*GIVEN PASSAGE*:
-*-
Single by Sofia Carson
- Released: April 7, 2016
- Recorded: 2015
- Genre: Pop; Latin pop;
- Length: 3:27
- Label: Hollywood; Republic;
- Songwriters: Steve Mac; Ina Wroldsen; Ewald Pfleger; Guenter Grasmuck; Peter Niklas Gruber; Herwig Tremschnig; Kurt Plisnier;
- Producer: Mac

Sofia Carson singles chronology
| "Rotten to the Core" (2015) | "Love Is the Name" (2016) | "I'm Gonna Love You" (2016) |

J Balvin singles chronology
| "Ginza" (2015) | "Love Is the Name" (2016) | "Bobo" (2016) |

Music video
- "Love Is the Name" on YouTube

= Love Is the Name =

"Love Is the Name" is the debut single by American singer and actress Sofia Carson. It was written and produced by Steve Mac, with additional songwriting by Ina Wroldsen. The song was released on April 7, 2016, by Hollywood and Republic Records. An official remix featuring Colombian reggaeton singer J Balvin was also released on the same day. "Love Is the Name" includes an interpolation of Austrian band Opus' 1984 single "Live Is Life", which was the main inspiration behind its production.
-*-
*SET EXERCISE A*: Quote the passage about the song word for word, from "Sofia Carson singles" to "behind its production.".
The passage about the song and the records have no connection to each other.

*Dataset entries*:
-*-
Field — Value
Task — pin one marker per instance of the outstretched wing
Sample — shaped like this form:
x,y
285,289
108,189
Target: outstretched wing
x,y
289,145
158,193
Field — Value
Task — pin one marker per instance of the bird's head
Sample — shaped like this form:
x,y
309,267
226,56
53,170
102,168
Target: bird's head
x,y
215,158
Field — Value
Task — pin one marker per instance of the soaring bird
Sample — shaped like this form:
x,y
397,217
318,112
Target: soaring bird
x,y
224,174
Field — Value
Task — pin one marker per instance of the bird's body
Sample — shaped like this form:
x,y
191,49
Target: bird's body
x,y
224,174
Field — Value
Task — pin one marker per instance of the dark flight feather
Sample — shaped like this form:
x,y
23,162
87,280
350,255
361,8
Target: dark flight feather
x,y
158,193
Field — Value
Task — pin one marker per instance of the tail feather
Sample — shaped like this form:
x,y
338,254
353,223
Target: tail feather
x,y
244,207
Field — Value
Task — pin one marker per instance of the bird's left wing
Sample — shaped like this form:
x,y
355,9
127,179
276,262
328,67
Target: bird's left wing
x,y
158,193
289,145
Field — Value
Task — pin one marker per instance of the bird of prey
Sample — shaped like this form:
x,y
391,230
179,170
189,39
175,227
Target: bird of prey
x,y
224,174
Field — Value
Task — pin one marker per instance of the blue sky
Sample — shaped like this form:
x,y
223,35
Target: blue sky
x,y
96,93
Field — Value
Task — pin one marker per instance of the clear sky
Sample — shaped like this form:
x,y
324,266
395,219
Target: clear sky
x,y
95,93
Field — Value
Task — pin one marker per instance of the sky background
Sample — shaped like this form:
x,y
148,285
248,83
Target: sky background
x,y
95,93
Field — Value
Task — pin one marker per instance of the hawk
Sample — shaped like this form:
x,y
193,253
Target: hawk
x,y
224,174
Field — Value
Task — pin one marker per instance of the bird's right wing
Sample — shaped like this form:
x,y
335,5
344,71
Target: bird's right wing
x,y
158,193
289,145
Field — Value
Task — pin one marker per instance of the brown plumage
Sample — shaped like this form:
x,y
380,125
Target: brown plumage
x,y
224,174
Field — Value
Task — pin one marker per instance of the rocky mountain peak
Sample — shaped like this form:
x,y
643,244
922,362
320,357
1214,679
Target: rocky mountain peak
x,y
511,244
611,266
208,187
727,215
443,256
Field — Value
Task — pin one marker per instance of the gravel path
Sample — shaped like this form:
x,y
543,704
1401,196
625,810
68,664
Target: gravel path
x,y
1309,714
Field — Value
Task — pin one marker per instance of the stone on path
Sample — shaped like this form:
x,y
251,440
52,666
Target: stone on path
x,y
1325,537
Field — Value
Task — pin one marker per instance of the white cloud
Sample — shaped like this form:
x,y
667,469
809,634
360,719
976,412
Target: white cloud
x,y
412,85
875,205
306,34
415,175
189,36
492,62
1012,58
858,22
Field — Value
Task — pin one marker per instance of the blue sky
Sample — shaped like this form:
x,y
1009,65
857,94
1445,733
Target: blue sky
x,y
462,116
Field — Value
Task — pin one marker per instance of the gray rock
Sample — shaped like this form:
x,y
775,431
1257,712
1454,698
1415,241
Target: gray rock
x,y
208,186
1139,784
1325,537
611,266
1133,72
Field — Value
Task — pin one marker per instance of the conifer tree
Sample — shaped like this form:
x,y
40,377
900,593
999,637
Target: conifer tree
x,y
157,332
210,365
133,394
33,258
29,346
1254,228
-*-
*SET EXERCISE B*: Find every line in the records that contains the string "tree", matching case exactly, and copy each one.

*FINISHED ANSWER A*:
Sofia Carson singles chronology
| "Rotten to the Core" (2015) | "Love Is the Name" (2016) | "I'm Gonna Love You" (2016) |

J Balvin singles chronology
| "Ginza" (2015) | "Love Is the Name" (2016) | "Bobo" (2016) |

Music video
- "Love Is the Name" on YouTube

= Love Is the Name =

"Love Is the Name" is the debut single by American singer and actress Sofia Carson. It was written and produced by Steve Mac, with additional songwriting by Ina Wroldsen. The song was released on April 7, 2016, by Hollywood and Republic Records. An official remix featuring Colombian reggaeton singer J Balvin was also released on the same day. "Love Is the Name" includes an interpolation of Austrian band Opus' 1984 single "Live Is Life", which was the main inspiration behind its production.

*FINISHED ANSWER B*:
Task — pin one marker per instance of the conifer tree
Target: conifer tree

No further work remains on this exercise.